● RECORD EXTRACTS
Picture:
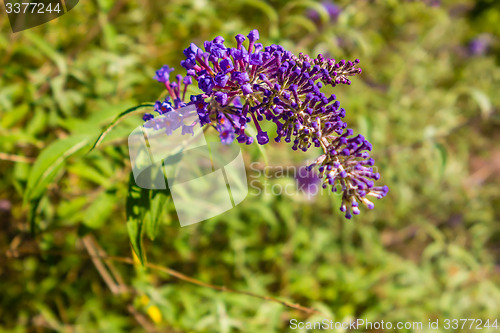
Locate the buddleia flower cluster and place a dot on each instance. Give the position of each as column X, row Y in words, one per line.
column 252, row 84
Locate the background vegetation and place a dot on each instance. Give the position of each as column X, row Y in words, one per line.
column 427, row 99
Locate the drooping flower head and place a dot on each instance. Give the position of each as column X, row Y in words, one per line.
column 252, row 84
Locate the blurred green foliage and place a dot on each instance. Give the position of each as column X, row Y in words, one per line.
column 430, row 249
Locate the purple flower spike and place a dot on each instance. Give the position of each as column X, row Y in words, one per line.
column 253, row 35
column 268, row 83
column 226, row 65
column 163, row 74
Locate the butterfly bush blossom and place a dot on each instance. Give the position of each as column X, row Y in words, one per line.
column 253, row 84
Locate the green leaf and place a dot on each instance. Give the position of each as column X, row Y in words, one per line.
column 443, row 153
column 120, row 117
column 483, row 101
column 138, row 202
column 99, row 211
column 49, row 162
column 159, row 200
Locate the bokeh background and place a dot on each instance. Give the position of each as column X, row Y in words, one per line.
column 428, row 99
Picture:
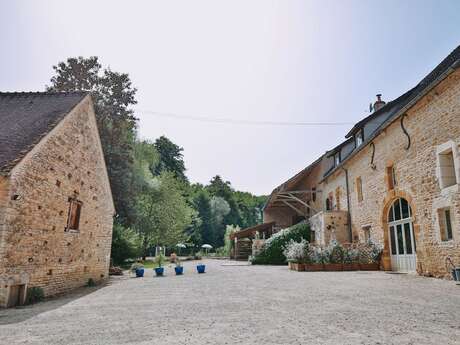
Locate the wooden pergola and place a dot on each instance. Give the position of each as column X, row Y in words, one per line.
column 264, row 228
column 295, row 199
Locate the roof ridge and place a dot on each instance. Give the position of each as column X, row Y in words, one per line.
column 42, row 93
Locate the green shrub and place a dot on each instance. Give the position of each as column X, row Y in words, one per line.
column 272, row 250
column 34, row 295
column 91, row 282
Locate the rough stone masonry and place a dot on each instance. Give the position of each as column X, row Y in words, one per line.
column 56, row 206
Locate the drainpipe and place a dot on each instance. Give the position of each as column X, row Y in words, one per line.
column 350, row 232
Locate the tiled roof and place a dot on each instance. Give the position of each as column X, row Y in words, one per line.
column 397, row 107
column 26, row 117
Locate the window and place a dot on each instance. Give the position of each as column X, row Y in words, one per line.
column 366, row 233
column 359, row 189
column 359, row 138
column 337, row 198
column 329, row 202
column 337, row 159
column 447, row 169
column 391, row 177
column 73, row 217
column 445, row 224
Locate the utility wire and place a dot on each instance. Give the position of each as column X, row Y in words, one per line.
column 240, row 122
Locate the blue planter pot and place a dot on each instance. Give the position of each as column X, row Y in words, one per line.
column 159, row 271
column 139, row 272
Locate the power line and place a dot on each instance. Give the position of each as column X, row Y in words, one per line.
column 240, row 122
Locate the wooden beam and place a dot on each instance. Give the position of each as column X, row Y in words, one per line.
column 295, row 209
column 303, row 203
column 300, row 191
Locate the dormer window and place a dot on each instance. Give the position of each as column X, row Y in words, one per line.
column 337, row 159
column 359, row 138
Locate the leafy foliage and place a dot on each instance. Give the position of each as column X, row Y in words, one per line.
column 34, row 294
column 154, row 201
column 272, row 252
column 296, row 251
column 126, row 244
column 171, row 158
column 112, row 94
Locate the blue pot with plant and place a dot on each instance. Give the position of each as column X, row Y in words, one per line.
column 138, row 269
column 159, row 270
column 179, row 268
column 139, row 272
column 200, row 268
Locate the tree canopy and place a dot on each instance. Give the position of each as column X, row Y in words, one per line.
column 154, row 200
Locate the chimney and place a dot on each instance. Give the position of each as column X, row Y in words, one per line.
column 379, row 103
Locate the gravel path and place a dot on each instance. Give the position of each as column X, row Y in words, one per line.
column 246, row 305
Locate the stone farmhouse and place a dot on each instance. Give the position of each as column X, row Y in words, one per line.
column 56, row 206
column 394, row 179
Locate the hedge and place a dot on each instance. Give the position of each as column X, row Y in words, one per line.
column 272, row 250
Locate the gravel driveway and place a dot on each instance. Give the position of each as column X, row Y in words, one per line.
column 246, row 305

● WHAT NEEDS TO BE DONE
Repeat the data above exactly; images are not part of the copy.

● ANSWER SPACE
Picture:
Locate the buddleia flower cluster and place a dot on each instance. Give the position of each as column X, row Y in words, one per line.
column 252, row 84
Locate the background vegetation and place a dot on each instance. Give the position of each as column X, row Y in words, one per line.
column 427, row 99
Locate the drooping flower head and place a dot on each instance. Give the position of each as column X, row Y in words, one per line.
column 252, row 84
Locate the blurred green foliage and place a dot on each instance. Give the position of each as column X, row Y in words, one per line.
column 430, row 249
Locate the purple flower spike and place a dot on each instance. Give the position of each as column X, row Y in words, one per line.
column 253, row 35
column 268, row 83
column 226, row 65
column 163, row 74
Locate the butterfly bush blossom and place a dot on each instance. Give the position of each as column X, row Y in words, one per line.
column 253, row 84
Locate the green leaf and place a dot on each instance. Give the position of each as column X, row Y in words, one per line.
column 443, row 153
column 120, row 117
column 483, row 101
column 138, row 202
column 99, row 211
column 49, row 162
column 159, row 200
Locate the bokeh background and place a dot on each instance. Give the position of each as column X, row Y in words, one per line.
column 428, row 99
Picture:
Locate the wooden pergola and place a dot on each instance. Give the position of each as column X, row Y in words, one per line.
column 264, row 228
column 295, row 199
Locate the roof ridge and place a dot on each instance. Give the position of each as column X, row Y in words, one per line.
column 42, row 93
Locate the green shrub and place a dot on each instance. Give the position of each as column X, row Y in words, one per line.
column 272, row 250
column 34, row 295
column 91, row 282
Locate the rough stone masonry and place a dot on each instance. Give the position of each as column X, row Y in words, one per line.
column 56, row 206
Locate the drainpipe and place a dot on each instance. Give the position of each as column X, row Y in words, one per line.
column 350, row 232
Locate the tiled roof and place a dot on each instance. Give the position of each as column X, row Y in words, one per line.
column 397, row 107
column 26, row 117
Locate the window and place a dot on each instance. Give the position of each as column X, row Y in words, one per line.
column 366, row 233
column 359, row 189
column 359, row 138
column 337, row 198
column 329, row 202
column 337, row 159
column 447, row 169
column 391, row 177
column 73, row 217
column 445, row 224
Locate the utility wire and place a dot on each instance. Give the position of each as column X, row Y in words, one per line.
column 240, row 122
Locate the blue planter pot and place a dot on each instance. Give the position of each as column X, row Y in words, one per line.
column 159, row 271
column 139, row 272
Locate the power line and place a dot on each instance. Give the position of each as column X, row Y in words, one per line.
column 240, row 122
Locate the wooden beam and place a dot on each instance. Give the position of each as column X, row Y in words, one per line.
column 295, row 209
column 303, row 203
column 300, row 191
Locate the dormer window and place a dot on each instance. Give the position of each as column X, row Y in words, one per line.
column 337, row 159
column 359, row 138
Locate the leafy foliage and place a dot on each instance. Give the position of each as column X, row Y in words, one per line.
column 34, row 294
column 154, row 201
column 272, row 252
column 296, row 251
column 126, row 244
column 171, row 158
column 112, row 94
Locate the blue pot with plant and place a dot on each instance. Give the position of each as column X, row Y in words, one per line.
column 138, row 269
column 159, row 270
column 179, row 268
column 139, row 272
column 200, row 268
Locate the tree canopy and place a dot on each instance. Give the position of each as column X, row Y in words, one per line.
column 154, row 200
Locate the chimney and place a dot on each instance. Give the position of each as column X, row Y in words, one per line.
column 379, row 103
Locate the gravel path and place a dot on each instance. Give the position of each as column X, row Y in words, one per line.
column 246, row 305
Locate the stone farmhouse and place a dot on each instance. Give the position of each as column X, row Y in words, one per line.
column 56, row 206
column 394, row 179
Locate the hedge and place a dot on each instance. Give the position of each as column X, row Y in words, one per line.
column 272, row 250
Locate the gravel driveway and place a dot on each instance. Give the position of each as column X, row Y in words, one per line.
column 246, row 305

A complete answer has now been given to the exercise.